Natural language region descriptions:
####

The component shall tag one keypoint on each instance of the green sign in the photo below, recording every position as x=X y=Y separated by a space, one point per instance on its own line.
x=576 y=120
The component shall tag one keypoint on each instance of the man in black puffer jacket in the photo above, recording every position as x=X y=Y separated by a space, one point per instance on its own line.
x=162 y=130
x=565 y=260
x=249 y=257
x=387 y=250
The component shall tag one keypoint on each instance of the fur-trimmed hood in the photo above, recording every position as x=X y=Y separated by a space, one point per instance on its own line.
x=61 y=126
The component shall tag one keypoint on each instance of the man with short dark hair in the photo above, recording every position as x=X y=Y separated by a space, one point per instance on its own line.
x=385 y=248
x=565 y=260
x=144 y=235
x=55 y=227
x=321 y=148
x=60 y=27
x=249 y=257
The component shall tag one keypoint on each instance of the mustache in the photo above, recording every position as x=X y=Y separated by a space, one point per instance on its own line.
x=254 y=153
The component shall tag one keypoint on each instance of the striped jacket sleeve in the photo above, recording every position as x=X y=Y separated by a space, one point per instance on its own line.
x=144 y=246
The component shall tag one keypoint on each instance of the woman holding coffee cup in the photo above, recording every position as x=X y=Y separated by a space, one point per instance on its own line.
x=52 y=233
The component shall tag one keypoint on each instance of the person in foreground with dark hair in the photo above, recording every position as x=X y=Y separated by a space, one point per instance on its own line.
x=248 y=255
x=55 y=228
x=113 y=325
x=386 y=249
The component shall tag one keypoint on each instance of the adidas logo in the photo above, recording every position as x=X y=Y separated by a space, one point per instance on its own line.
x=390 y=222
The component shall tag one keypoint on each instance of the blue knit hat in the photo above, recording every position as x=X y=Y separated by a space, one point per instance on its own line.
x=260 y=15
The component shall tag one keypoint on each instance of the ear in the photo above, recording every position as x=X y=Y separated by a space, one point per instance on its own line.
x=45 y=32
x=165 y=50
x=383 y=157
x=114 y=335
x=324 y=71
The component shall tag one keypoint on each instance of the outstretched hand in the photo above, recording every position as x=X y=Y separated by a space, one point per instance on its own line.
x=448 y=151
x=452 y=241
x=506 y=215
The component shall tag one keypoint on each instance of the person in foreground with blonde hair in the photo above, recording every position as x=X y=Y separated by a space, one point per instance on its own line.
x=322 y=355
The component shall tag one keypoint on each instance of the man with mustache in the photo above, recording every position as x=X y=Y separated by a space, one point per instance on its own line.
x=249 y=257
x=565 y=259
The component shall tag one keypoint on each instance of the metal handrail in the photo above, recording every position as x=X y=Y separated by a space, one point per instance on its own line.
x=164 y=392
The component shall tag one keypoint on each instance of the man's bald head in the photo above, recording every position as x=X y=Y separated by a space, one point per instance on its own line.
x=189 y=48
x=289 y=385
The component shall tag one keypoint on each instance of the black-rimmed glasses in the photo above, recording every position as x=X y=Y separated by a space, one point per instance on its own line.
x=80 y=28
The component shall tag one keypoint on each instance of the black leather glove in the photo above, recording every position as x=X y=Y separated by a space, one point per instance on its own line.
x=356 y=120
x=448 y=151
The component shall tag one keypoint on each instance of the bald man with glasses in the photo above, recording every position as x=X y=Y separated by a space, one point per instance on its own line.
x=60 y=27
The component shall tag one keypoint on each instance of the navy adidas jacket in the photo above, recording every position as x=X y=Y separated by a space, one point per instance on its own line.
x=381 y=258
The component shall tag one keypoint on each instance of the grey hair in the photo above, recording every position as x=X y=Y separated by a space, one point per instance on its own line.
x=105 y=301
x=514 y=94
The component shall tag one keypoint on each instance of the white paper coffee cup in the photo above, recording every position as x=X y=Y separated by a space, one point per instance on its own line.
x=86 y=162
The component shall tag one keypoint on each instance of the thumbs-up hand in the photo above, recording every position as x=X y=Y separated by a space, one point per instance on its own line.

####

TASK TO COMPLETE: Reproduce all entries exactly, leaving each one whole.

SOLUTION TO THIS TASK:
The component shall tag one keypoint on each instance of the green sign in the photo below, recording every position as x=X y=Y separated by a space, one point per instance on its own line.
x=576 y=120
The component shall tag one keypoint on each instance of the man in black puffer jacket in the photo above, recording every position as x=X y=Y separated by a space, one point per instance on its own line.
x=162 y=130
x=565 y=260
x=249 y=257
x=387 y=250
The component shall tag one keypoint on each instance of the fur-trimmed hood in the photo above, recording every position as x=X y=Y separated by a space, one point per instance on its own line.
x=61 y=126
The component shall tag one keypoint on each instance of the man with short dark hair in the photo above, recording every position as x=X y=Y separated by a space, one point per instance on its own line.
x=385 y=248
x=565 y=260
x=144 y=235
x=55 y=227
x=321 y=148
x=60 y=27
x=249 y=257
The component shall tag one keypoint on each instance of the mustache in the photo above, recording every position as x=X y=Y separated by a space, one point per instance on its own line.
x=254 y=153
The component shall tag one keypoint on each instance of the striped jacket sleeve in the photo above, recording every position as x=X y=Y separated by a space, one point per instance on its own line.
x=144 y=246
The component shall tag one keypoint on each instance of the woman holding coffee cup in the photo above, recording every position as x=X y=Y separated by a space, one point per instance on its own line.
x=52 y=233
The component shall tag one keypoint on each instance of the person in foreground with dark hair in the photo above, recording every position as x=X y=Y separated by a space, one point per instance on its own line.
x=248 y=255
x=55 y=228
x=113 y=325
x=386 y=249
The component shall tag one keypoint on each instance of the adidas logo in the photo above, recording every position as x=X y=Y separated by a space, one point per instance on its own line.
x=390 y=222
The component shall tag one keypoint on each instance of the blue knit hat in the photo above, recording every position as x=X y=Y separated by a space, one point per instance on its own line.
x=260 y=15
The component shall tag one keypoint on each instance of the ear in the photo above, recording every position as x=X y=Y separated by a space, one point per instance on its own line.
x=45 y=32
x=165 y=50
x=383 y=157
x=114 y=335
x=324 y=71
The component shall tag one keypoint on each instance of the outstretched hand in the photo above, recording every position as x=X y=Y separated by a space, one point per instance on its own line.
x=448 y=151
x=452 y=241
x=506 y=215
The component shall tag one keypoint on each instance of the person in foreground with blonde hair in the photo above, recording every position as x=X y=Y separated by a space, one point per instance on its own line.
x=322 y=355
The component shall tag one keypoint on each instance of the man with mustache in the photo above, recording every position as x=X y=Y separated by a space, one point per instance on its own line.
x=249 y=257
x=565 y=259
The component shall tag one keypoint on each instance of the metal handrail in the photo above, recording every position as x=X y=Y separated by a space, one point per instance on its own line.
x=164 y=392
The component shall tag one keypoint on each instance of the man's bald head in the photo above, recording every position as x=X y=Y separated by a space, one point per instance on its own line.
x=189 y=48
x=289 y=385
The component shall tag one keypoint on each instance of the black-rimmed glasses in the photo above, recording every position as x=X y=Y separated by a space, one point per instance on its own line.
x=80 y=28
The component shall tag one keypoint on each instance of the black leather glove in the photo above, recording every position as x=X y=Y separated by a space, one point per instance on its own line.
x=356 y=120
x=448 y=151
The component shall tag one keypoint on each instance of the bald man with glasses in the photo above, recording every position as x=X y=Y separated by a space, one point per instance on its own line.
x=60 y=27
The component shall tag one keypoint on each instance of the navy adidas jacket in the photo above, recording every position as x=X y=Y separated by a space, one point per instance on its own line.
x=381 y=258
The component shall tag one keypoint on each instance of the grey hair in the photo above, recording every position as x=X y=Y separated by a space, one point per instance on its own line.
x=105 y=301
x=514 y=94
The component shall tag one keypoint on each instance of the white paper coffee cup in the photo above, recording every position as x=X y=Y separated by a space, one point per instance on its own line.
x=86 y=162
The component shall tag one keypoint on each instance of the thumbs-up hand in the photo above, recording every position as x=X y=Y separated by a space, one point per instance on its own line.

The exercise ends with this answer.